Эх, ты, Русь, ты моя дорогая,
Не придется вернуться к тебе.
Кто вернется, тот век не забудет,
Все расскажет родимой семье.
Все расскажет, покатятся слезы,
Выпьет рюмку, вскружит голова.
Дай судьба нам вернуться до дому — Продолжать трудовые дела».

Услышав эту песню, дедушка ощутил душевный подъем, захотелось жить дальше.

«Певца просили, чтобы он спел еще раз, но он отказался:

— Мне, товарищи, тяжело петь. Я составил эти слова и спел для товарища, но какая мне будет польза, если я исполню ее еще раз?

Из толпы слушателей, толкая обеими руками доходяг, вышел полицейский, подошел к певцу и спросил:

— А для меня будешь петь?

— Пожалуйста, господин полицейский, но для вас это будет неинтересно, — ответил он покорно, но внятно своим тихим голосом.

— Сначала скажи, кто ты такой есть? Артист? Коммунист? Или жид?

— Я русский, и никакой я не артист и не коммунист.

— Ну ладно, постой тут, пока я не приду, — сказал он повелительно и грубо, уходя к кухне. Через несколько минут полицейский вернулся с буханкой хлеба и приказал петь. Певец повторил эту песню, стараясь вложить в нее больше чувства, но голос его обрывался. Когда он закончил петь, полицейский отдал ему хлеб и приказал съесть все сразу же. Взяв буханку, певец обрадовался и стал, не жуя глотать хлеб. Потом стал ломать на кусочки и есть медленно. Его истощенный желудок был уже перегружен — ведь в буханке было около двух килограммов.

Полицейский же кричал:

— Жри быстрее! Еще десять минут сроку. Не успеешь — искупаю в ванне (так он называл уборную).

Певец проглотил последние куски уже сидя в грязи. Полицейский ушел смеясь. А певец лег в грязь и умер, держа в левой руке бумажку, на которой была записана простым карандашом песня. Ее потом пели все пленные этого лагеря, и она дошла с некоторыми изменениями и в другие лагеря, а после четырех лет и в Россию».

Мой дедушка провел в Виляньдиском лагере жутких 14 дней.

Вторая половина 1942. Кивиыли

Лагерь Кивиыли тщательно охранялся. Он находился возле «сланцевой горы» или «памятника пленным», как ее называли сами пленные из-за того, что туда выкидывалось все: отработки с завода, шахтная порода и умершие пленные. Ветром с горы мелкую пыль, золу, сажу разносило по заводу, по поселку, по полям. Пылью были покрыты все крыши домов, улицы, огороды. Когда моего дедушку с напарниками подвезли к входу в лагерь и высадили у фабрики, то все прочитали на крыше центрального здания надпись: «Сумей убежать», начерченную палкой на осевшей пыли.

********************

> _ПИСЬМЕННОЕ ЗАДАНИЕ A_
Можете переписать записи от строки с «target | ground» до конца записей включительно в виде CSV с двумя столбцами «запрос» и «ответ»? Нужна одна строка на каждый запрос, где текст запроса и ответ стоят каждый в одном поле в кавычках, а переносы строк заменены пробелами.

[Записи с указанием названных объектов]
********************

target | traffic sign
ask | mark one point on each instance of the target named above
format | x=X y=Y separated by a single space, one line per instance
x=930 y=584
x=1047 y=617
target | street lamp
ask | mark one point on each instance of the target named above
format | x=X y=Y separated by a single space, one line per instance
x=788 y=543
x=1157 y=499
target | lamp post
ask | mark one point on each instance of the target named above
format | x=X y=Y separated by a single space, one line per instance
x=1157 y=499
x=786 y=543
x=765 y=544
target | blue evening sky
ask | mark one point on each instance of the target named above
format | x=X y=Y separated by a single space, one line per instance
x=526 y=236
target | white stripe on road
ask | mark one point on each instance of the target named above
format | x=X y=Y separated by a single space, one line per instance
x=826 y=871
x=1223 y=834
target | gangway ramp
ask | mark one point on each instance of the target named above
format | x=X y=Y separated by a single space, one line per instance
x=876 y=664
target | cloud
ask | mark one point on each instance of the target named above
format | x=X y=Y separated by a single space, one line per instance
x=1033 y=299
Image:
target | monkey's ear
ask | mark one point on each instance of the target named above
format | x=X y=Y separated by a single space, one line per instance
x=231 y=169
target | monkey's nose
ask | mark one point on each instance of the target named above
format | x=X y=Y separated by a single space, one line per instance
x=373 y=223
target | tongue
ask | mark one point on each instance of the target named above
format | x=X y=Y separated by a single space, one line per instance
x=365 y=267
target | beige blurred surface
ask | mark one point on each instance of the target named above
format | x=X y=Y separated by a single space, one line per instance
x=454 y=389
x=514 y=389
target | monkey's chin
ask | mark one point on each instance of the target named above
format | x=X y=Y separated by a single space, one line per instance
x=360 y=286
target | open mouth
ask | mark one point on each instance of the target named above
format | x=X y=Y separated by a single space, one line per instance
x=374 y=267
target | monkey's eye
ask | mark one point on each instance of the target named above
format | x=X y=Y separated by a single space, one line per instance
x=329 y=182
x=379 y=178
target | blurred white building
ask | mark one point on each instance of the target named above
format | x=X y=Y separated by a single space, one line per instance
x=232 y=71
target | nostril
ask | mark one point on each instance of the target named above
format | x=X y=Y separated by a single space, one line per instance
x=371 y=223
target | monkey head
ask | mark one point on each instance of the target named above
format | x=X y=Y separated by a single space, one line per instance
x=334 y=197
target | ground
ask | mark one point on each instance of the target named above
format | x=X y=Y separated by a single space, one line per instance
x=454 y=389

********************

> _ПИСЬМЕННОЕ ЗАДАНИЕ B_
Как дальше развиваются воспоминания о дедушке в лагерях для пленных? Продолжите этот отрывок с места, на котором он заканчивается.

> _ОТВЕТ A_
запрос,ответ
"target | ground ask | mark one point on each instance of the target named above format | x=X y=Y separated by a single space, one line per instance","x=454 y=389"

> _ОТВЕТ B_
«Полицейские указали нам место, где мы должны были разместиться. Это была комната в 15–16 кубических метров. Здесь уже размещалось 12 человек, но они сейчас были на работе».

В момент заселения в комнате никого не было. Мой дедушка осмотрелся и определил, что пленные спали на нарах и на полу на рваных пиджаках и шинелях. Через несколько часов пленных пригнали с работы.

«Один за другим грязные, с желтыми лицами они входили в комнату и садились на нары и на пол. С нами никто не здоровался, это правило было забыто в лагерях смерти. Потом все же один усатый спросил у нас, откуда мы и когда нас привезли? И опять наступила тишина».

Так для моего дедушки началось продолжение плена на новом месте.

«Строили в колонну „по пять“, угощая неувертливых шлангом по лицу. Пришел начальник лагеря, молодой эсэсовец. Это был настоящий зверь: бил пленного, даже если ему не нравился его взгляд. Он пропускал по одному, проверяя на всех ли вещах видно SU. У нас еще не было этих букв, и нам полицейский намазал их красной масляной краской на всей спине, на брюках и на головных уборах. Буквы SU означали Sowjet Union по-немецки, но пленные расшифровывали по-своему: сумей убежать, споймают — убьют. Строго проверяли, чтобы не было ни одной вещи без этого клейма, но это не удерживало пленных — убегали при первой возможности».

Впервые мой дедушка встретился с надписями на одежде, с нежеланием вести разговоры, так как на это не только не было сил, но был и страх предательства. В то же время у пленных хватало сил на «черный юмор». Эта ирония поддерживала, помогала отвлечься.

Рабочий день в лагере начинался очень рано.

«В три часа был подъем. Через десять минут после свистка в бараки заходили эстонские кайцелиты и били сапогами и шлангами тех, кто не встал. Выдавали на завтрак 150 граммов хлеба и кипяток. Нас всех четверых загнали в сланцевую шахту и вручили карбидные лампы и рваные резиновые сапоги. В шахте мы копали ямы, куда собиралась грунтовая вода. Оттуда мы ее потом выкачивали. В этих же ямах фашисты „купали“ заключенных, которые не выполняли норму».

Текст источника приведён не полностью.